-------- Exercise inputs

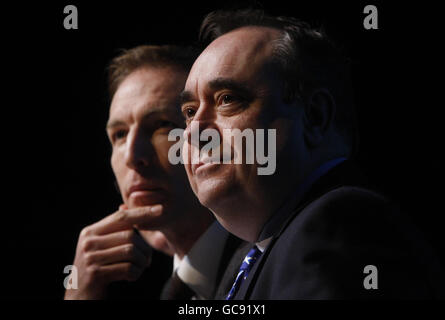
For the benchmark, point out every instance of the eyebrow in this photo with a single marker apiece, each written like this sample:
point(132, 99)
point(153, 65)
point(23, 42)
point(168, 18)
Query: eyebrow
point(186, 96)
point(114, 123)
point(219, 84)
point(225, 83)
point(156, 111)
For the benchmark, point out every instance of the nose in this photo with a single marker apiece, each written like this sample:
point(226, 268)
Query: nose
point(139, 150)
point(203, 119)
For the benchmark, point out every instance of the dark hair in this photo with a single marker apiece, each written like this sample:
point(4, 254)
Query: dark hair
point(306, 58)
point(148, 56)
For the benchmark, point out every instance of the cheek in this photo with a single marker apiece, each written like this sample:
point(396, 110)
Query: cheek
point(161, 147)
point(117, 164)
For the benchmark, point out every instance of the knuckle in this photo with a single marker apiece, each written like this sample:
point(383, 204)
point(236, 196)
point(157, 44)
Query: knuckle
point(89, 259)
point(94, 271)
point(85, 232)
point(88, 244)
point(132, 272)
point(121, 216)
point(129, 249)
point(128, 235)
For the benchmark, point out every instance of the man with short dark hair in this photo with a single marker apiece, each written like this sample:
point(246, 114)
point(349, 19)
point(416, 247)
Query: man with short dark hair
point(315, 224)
point(159, 207)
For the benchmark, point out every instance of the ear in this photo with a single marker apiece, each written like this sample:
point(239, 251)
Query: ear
point(318, 116)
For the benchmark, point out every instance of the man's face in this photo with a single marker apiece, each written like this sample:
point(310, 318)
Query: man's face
point(233, 84)
point(144, 109)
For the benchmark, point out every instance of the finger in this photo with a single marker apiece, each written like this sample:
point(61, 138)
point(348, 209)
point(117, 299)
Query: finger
point(123, 253)
point(143, 216)
point(115, 239)
point(120, 271)
point(124, 219)
point(142, 245)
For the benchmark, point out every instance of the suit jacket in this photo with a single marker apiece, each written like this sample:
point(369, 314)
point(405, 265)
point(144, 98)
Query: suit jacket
point(322, 248)
point(156, 279)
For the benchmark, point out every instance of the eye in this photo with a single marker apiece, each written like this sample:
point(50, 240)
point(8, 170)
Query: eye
point(226, 99)
point(167, 124)
point(119, 134)
point(188, 112)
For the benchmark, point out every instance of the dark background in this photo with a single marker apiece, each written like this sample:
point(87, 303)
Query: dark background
point(57, 176)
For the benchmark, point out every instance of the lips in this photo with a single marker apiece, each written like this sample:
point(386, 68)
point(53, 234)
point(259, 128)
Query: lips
point(144, 187)
point(207, 161)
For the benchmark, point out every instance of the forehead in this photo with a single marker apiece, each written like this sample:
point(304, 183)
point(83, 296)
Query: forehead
point(147, 88)
point(241, 54)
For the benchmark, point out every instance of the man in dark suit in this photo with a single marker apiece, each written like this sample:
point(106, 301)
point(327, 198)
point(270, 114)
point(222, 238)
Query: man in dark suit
point(160, 209)
point(319, 232)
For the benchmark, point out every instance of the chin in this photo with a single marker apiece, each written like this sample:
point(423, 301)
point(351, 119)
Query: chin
point(213, 193)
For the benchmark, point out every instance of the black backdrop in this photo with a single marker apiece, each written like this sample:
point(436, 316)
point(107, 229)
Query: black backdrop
point(57, 175)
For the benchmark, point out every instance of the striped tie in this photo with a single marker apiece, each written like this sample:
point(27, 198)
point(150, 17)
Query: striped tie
point(246, 266)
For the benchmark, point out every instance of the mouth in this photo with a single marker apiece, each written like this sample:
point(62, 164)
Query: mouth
point(145, 191)
point(206, 162)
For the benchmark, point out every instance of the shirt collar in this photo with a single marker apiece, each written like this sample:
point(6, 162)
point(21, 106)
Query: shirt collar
point(276, 222)
point(198, 268)
point(262, 245)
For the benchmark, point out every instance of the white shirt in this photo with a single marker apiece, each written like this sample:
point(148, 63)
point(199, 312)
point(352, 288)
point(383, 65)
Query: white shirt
point(198, 268)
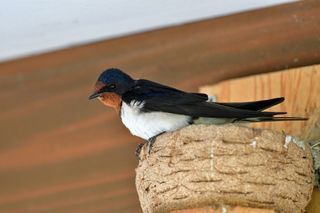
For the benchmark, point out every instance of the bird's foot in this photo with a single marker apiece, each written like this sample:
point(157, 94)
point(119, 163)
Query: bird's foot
point(138, 150)
point(152, 140)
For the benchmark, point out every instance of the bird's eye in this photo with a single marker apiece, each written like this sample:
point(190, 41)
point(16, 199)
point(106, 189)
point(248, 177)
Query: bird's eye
point(112, 86)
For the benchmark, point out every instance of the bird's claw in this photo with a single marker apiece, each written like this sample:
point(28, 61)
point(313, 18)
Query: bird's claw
point(138, 150)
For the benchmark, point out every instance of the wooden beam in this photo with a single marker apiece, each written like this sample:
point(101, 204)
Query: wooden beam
point(61, 153)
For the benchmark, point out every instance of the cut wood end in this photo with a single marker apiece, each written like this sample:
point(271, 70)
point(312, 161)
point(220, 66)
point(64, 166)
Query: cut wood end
point(232, 165)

----------------

◆ **Given problem**
Copy every row above word for word, omitting the pictures.

◆ **Solution to the problem**
For the benchmark, point out every instance of the eyebrow in this photo with a single marker apiece, each written like this sample:
point(132, 99)
point(153, 65)
point(23, 42)
point(168, 18)
Query: eyebrow
point(186, 96)
point(114, 123)
point(219, 84)
point(225, 83)
point(156, 111)
For the benchmark, point out every instance of the nose in this photo with a single marker apiece, each written like this sample:
point(226, 268)
Query: nose
point(139, 150)
point(203, 119)
For the benchmark, point out every instance of the dark hair in this photo with a single marker apiece, each written like this sample:
point(4, 254)
Query: dark hair
point(306, 58)
point(148, 56)
For the benchmark, point out every instance of the cheek in this photo with a single marker apiece, each written like this sample:
point(396, 110)
Query: cheek
point(161, 147)
point(117, 164)
For the benchmark, point out every instance of the knuckle in this photo with a single marker apiece, each written like this sample:
point(383, 204)
point(236, 196)
point(157, 44)
Query: knuckle
point(89, 259)
point(94, 271)
point(85, 232)
point(88, 244)
point(132, 272)
point(121, 216)
point(129, 249)
point(128, 235)
For the benchmark, point out every instance of the man with short dark hair in this photo with a single marker apiece, each written like this sample:
point(246, 114)
point(349, 19)
point(416, 247)
Query: man with short dark hair
point(315, 224)
point(159, 207)
For the benchmark, point out every instance of the ear in this photo with a single marker apiece, each written like this sample:
point(239, 251)
Query: ear
point(318, 116)
For the benchmark, point out every instance of the man's face in this photo with a single marker apiece, each written like this sample:
point(310, 318)
Query: man's face
point(233, 84)
point(144, 109)
For the benchmark, point out every instance of the finger in this photo with a single marker apiece, each written like this sample:
point(61, 138)
point(348, 209)
point(117, 299)
Query: finger
point(123, 253)
point(143, 216)
point(115, 239)
point(120, 271)
point(124, 219)
point(142, 245)
For the benchmark, point out every instance of the suit jacket in this photo with a single marker apiece, each written like this sample:
point(369, 314)
point(405, 265)
point(144, 98)
Query: suit jacket
point(322, 248)
point(156, 279)
For the benchmark, point out every instance of the eye in this photo with a single marker apiece, each written like this sample:
point(50, 240)
point(8, 170)
Query: eye
point(226, 99)
point(167, 124)
point(119, 134)
point(188, 112)
For the benchmark, point out every instance of the dark background in this photo with a single marker apiece, each written like this sample:
point(87, 303)
Query: dark background
point(57, 176)
For the benchmark, point out every instance of the lips in this photo with a single marker apiece, each written like this sample:
point(386, 68)
point(53, 234)
point(259, 128)
Query: lips
point(144, 187)
point(207, 161)
For the benchmark, point out every instance of the forehead in this photo with a single marker apiece, each written like this sample:
point(304, 183)
point(83, 296)
Query: forehead
point(147, 88)
point(241, 54)
For the benchmark, point out every instance of the man in dark suit in this photo with a single marker apiece, each written like this sample:
point(106, 301)
point(327, 198)
point(270, 114)
point(222, 238)
Query: man in dark suit
point(160, 209)
point(319, 232)
For the benchmark, point out every instance of the chin in this photo with a single marker apiece, each written like this sample:
point(423, 301)
point(351, 119)
Query: chin
point(213, 193)
For the benchmark, point out every instance of the black backdrop in this photo with a single marker apiece, each written like this sample:
point(436, 316)
point(107, 229)
Query: black backdrop
point(57, 175)
For the benchmark, point out every instance of the striped tie in this photo with a single marker apiece, each written like this sample:
point(27, 198)
point(150, 17)
Query: striped tie
point(246, 266)
For the benchmark, point out every instance of the mouth in this photo with a single marker apiece, each written like this sample:
point(62, 164)
Query: mouth
point(145, 191)
point(206, 162)
For the benchmark, point out every instance of the shirt collar in this photo with a single marker apiece, each written like this sample:
point(6, 162)
point(21, 106)
Query: shirt collar
point(276, 222)
point(198, 268)
point(262, 245)
For the benchmark, point out every instance of the white shirt in this photo with a single marker apiece, each written like this sample:
point(148, 63)
point(199, 312)
point(352, 288)
point(383, 65)
Query: white shirt
point(198, 268)
For the benchmark, point out every instance of the bird's foot in this photo with a single marker apiece, each written like this sample:
point(157, 94)
point(119, 163)
Query: bird's foot
point(138, 150)
point(152, 140)
For the benchmark, point out every instance of the bird's eye in this photo with a single marker apiece, each written like this sample:
point(190, 41)
point(16, 199)
point(106, 189)
point(248, 177)
Query: bird's eye
point(112, 86)
For the benchmark, point out every instance of the bird's claw in this photo with a single marker apiece, each written like this sample:
point(28, 61)
point(313, 18)
Query: bird's claw
point(138, 150)
For the benchmark, point out every instance of the wooden beam in this photo with a single marker apiece, each written like this sample:
point(101, 204)
Query: wooden beam
point(61, 153)
For the benchmark, point out every instance of the cut wood end in this photo with a single marker apiece, each written like this sample:
point(271, 70)
point(312, 161)
point(220, 66)
point(64, 166)
Query: cut wood end
point(232, 165)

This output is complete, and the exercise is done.